Labeled area outline entries:
* begin *

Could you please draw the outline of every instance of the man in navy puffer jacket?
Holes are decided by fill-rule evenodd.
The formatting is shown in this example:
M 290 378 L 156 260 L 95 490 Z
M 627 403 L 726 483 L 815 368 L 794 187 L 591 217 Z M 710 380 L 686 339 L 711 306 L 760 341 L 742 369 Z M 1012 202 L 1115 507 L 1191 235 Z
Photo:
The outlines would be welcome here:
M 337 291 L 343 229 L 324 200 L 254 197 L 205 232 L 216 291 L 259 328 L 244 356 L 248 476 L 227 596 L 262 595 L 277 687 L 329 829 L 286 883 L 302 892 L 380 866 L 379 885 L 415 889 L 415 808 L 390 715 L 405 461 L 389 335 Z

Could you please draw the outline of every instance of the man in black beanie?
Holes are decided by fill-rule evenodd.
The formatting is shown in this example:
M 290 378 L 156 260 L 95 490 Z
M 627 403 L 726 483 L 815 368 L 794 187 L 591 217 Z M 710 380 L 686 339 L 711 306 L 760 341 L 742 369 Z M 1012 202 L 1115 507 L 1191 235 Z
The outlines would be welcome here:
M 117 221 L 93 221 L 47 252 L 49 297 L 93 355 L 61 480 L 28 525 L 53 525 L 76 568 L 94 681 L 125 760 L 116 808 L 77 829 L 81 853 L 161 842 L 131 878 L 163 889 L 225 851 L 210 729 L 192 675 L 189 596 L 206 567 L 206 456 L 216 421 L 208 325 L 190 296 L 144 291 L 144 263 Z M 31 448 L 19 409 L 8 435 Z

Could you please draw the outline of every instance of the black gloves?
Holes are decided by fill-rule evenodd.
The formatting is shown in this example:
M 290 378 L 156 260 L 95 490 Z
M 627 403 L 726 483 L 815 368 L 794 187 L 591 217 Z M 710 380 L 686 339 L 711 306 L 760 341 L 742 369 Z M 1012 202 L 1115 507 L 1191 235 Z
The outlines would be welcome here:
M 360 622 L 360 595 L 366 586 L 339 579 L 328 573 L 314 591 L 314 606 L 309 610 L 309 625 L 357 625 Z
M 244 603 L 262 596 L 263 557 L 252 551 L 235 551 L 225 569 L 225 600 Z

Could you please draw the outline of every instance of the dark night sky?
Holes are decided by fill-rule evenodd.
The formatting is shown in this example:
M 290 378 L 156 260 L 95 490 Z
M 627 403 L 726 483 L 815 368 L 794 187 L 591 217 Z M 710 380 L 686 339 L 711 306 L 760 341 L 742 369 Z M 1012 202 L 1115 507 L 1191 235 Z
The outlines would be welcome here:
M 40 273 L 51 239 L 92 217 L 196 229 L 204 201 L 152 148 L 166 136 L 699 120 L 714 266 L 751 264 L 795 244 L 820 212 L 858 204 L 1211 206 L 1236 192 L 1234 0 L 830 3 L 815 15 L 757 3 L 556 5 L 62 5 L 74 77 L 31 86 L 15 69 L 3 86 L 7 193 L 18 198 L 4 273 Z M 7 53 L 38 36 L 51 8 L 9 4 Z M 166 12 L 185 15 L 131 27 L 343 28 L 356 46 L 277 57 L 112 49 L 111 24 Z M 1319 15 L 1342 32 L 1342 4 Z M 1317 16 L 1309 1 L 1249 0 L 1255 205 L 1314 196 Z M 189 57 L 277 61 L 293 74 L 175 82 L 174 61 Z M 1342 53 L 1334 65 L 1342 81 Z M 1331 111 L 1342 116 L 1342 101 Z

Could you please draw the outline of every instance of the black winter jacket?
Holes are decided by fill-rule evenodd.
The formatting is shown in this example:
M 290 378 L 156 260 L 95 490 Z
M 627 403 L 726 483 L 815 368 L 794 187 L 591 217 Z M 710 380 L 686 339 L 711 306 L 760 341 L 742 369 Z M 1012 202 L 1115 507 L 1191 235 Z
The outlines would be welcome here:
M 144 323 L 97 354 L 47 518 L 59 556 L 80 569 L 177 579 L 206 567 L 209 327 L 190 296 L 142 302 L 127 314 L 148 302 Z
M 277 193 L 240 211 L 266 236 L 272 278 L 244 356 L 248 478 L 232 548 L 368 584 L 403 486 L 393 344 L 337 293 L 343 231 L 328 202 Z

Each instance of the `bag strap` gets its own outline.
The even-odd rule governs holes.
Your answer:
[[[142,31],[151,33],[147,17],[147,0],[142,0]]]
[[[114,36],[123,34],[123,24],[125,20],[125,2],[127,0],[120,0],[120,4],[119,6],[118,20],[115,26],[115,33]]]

* end *

**What is being asked**
Could you rescale everything from the start of the entries down to the line containing "M 117 221 L", both ends included, repeating every line with the requests kept as they are? Multiply only the outline coordinates in the answers by 0.45 and round each to a whole number, with halves rounding up.

**Answer to this task**
Could you please draw the outline of every instance of the man in navy puffer jacket?
Holes are decided by fill-rule evenodd.
The formatting is shown in this example:
M 290 378 L 156 260 L 95 490 Z
M 627 403 L 726 483 L 815 368 L 794 187 L 591 217 Z M 710 380 L 686 339 L 711 306 L 760 341 L 742 369 Z M 1012 202 L 1115 507 L 1191 235 Z
Photo:
The outlines would be welcome here:
M 152 131 L 154 103 L 146 90 L 114 89 L 92 104 L 97 131 L 117 148 L 110 160 L 112 214 L 102 268 L 118 268 L 125 309 L 148 373 L 129 397 L 136 401 L 171 390 L 171 398 L 187 400 L 187 364 L 176 322 L 182 207 L 175 151 Z

Could you please draw the outline of every instance of the man in black beanie?
Holes are decided by fill-rule evenodd.
The formatting is shown in this example:
M 290 378 L 156 260 L 95 490 Z
M 627 403 L 726 483 L 815 368 L 794 187 L 591 217 Z M 710 380 L 686 339 L 711 306 L 760 341 L 742 369 Z M 1012 202 L 1115 507 L 1191 235 Z
The outlines would be welcome here:
M 53 99 L 42 99 L 21 113 L 22 134 L 42 160 L 27 216 L 13 236 L 24 236 L 34 256 L 42 306 L 56 342 L 52 364 L 35 373 L 36 384 L 72 379 L 59 395 L 73 400 L 101 383 L 95 328 L 86 304 L 85 268 L 93 255 L 93 205 L 97 189 L 94 146 L 86 133 L 65 131 L 65 118 Z M 14 202 L 9 184 L 4 196 Z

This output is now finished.